• [Task objective]: In the entries below, substitute "timber plank ceiling" for every occurrence of "wooden plank ceiling" and leave everything else unchanged.

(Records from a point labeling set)
★ ★ ★ ★
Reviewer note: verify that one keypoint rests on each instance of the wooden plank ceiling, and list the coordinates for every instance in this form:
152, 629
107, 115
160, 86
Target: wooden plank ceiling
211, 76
★ ★ ★ ★
• [Result for this task]:
Reviewer note: verify that one keypoint rests on each instance of the timber plank ceiling, and list the coordinates for every instance in this form:
152, 629
107, 115
160, 86
Target: timber plank ceiling
211, 76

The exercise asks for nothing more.